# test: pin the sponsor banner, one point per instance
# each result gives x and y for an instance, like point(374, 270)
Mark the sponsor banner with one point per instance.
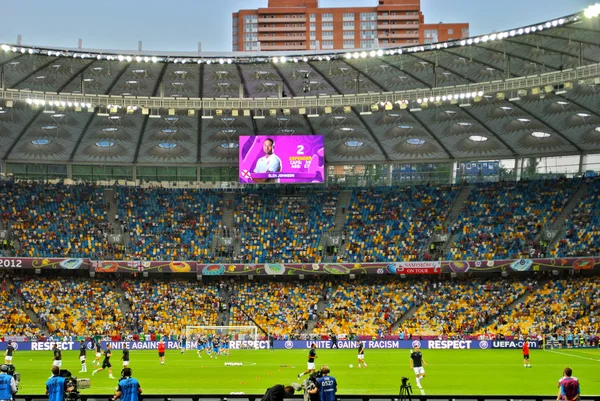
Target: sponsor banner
point(44, 263)
point(515, 344)
point(417, 267)
point(388, 344)
point(136, 266)
point(488, 266)
point(281, 159)
point(281, 344)
point(75, 345)
point(274, 269)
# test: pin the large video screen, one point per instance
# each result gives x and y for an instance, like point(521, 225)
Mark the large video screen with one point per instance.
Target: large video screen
point(282, 159)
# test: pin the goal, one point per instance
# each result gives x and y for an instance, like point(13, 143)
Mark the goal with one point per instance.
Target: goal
point(245, 337)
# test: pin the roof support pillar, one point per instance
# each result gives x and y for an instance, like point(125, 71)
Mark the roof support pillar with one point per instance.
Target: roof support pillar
point(582, 163)
point(453, 172)
point(518, 168)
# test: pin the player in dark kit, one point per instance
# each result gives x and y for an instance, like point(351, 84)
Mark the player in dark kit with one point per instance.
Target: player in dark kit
point(129, 388)
point(183, 344)
point(310, 366)
point(106, 363)
point(361, 354)
point(416, 364)
point(125, 357)
point(8, 353)
point(82, 356)
point(98, 354)
point(526, 362)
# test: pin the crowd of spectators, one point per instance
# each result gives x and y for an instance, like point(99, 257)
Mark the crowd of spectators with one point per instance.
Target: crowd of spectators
point(564, 308)
point(582, 236)
point(54, 219)
point(73, 306)
point(283, 228)
point(498, 221)
point(14, 321)
point(501, 220)
point(281, 308)
point(169, 224)
point(392, 224)
point(366, 306)
point(168, 306)
point(561, 307)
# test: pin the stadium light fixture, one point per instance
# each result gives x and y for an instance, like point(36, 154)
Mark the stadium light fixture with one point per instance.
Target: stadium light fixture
point(592, 11)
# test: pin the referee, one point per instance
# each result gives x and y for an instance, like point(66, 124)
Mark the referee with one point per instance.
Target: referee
point(106, 363)
point(125, 357)
point(82, 356)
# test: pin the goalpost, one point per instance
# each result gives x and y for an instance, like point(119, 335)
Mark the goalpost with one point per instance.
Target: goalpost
point(246, 337)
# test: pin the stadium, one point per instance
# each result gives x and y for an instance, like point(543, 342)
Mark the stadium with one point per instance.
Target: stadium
point(441, 195)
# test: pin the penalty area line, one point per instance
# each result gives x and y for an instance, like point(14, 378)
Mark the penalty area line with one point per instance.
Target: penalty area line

__WHAT TO WORK ON__.
Lay out every line of the records above as a numbered list, skipping any blank lines. Leave the picture out of your answer.

__RESPONSE FOR THIS EXERCISE__.
1. # test: pin the sponsor banner, one point per instance
2. # each result gives x and y for an instance, like point(374, 270)
3. Mark the sponsor banner with one point per instance.
4. Target: sponsor banner
5. point(44, 263)
6. point(515, 344)
7. point(417, 267)
8. point(388, 344)
9. point(136, 266)
10. point(488, 266)
11. point(281, 159)
12. point(281, 344)
13. point(75, 345)
14. point(274, 269)
15. # test: pin the large video screen, one point per instance
16. # each result gives x and y for an instance, like point(521, 225)
17. Mark the large video screen with one point per instance.
18. Target: large video screen
19. point(282, 159)
20. # test: pin the goal, one point per instance
21. # each result gives x and y for an instance, like point(13, 143)
22. Mark the goal with one point per instance.
23. Target: goal
24. point(245, 337)
25. # test: pin the roof support pillar, one point per instance
26. # each result gives x and y for an instance, like point(125, 71)
27. Mark the roof support pillar with one point per instance.
28. Target: roof support pillar
29. point(582, 163)
30. point(453, 172)
31. point(518, 168)
32. # test: pin the player in dark kit, one point per instance
33. # each result gives x and y for an instance, like point(351, 84)
34. Mark the player in dark kit with one point per instance.
35. Target: player in dark kit
36. point(129, 388)
37. point(183, 344)
38. point(310, 366)
39. point(106, 363)
40. point(361, 354)
41. point(416, 364)
42. point(125, 357)
43. point(8, 353)
44. point(82, 356)
45. point(98, 354)
46. point(526, 362)
47. # test: pin the crowd of spectators, one point per instance
48. # each result gives x and y for an instance, like point(99, 257)
49. Mark the crowd of spectators with one point per instance.
50. Target: crowd of spectators
51. point(564, 308)
52. point(582, 236)
53. point(54, 219)
54. point(73, 306)
55. point(283, 228)
56. point(498, 221)
57. point(14, 321)
58. point(501, 220)
59. point(281, 308)
60. point(169, 224)
61. point(392, 224)
62. point(366, 306)
63. point(168, 306)
64. point(561, 307)
65. # test: pin the stadium light fixture, one point per instance
66. # each result gives x and y for an instance, like point(36, 154)
67. Mark the stadium light fixture with one point per instance.
68. Target: stadium light fixture
69. point(592, 11)
70. # test: pin the referee, one point per instance
71. # each result gives x and y for an instance, like point(66, 124)
72. Mark the referee with one point per instance.
73. Target: referee
74. point(106, 363)
75. point(125, 357)
76. point(82, 356)
77. # test: pin the goalpost, one point per instance
78. # each result gives x and y for an instance, like point(119, 335)
79. Mark the goalpost with one point per instance.
80. Target: goalpost
81. point(246, 337)
82. # test: pin the stadium, one point per instance
83. # each result gives x and y for an instance, like point(543, 342)
84. Mark the stadium with one point per instance.
85. Target: stadium
86. point(441, 195)
87. # test: pin the penalty area line, one point per instance
88. # each result gives x and y for an instance, like point(14, 378)
89. Mark the penalty area line with one point per instance.
90. Target: penalty area line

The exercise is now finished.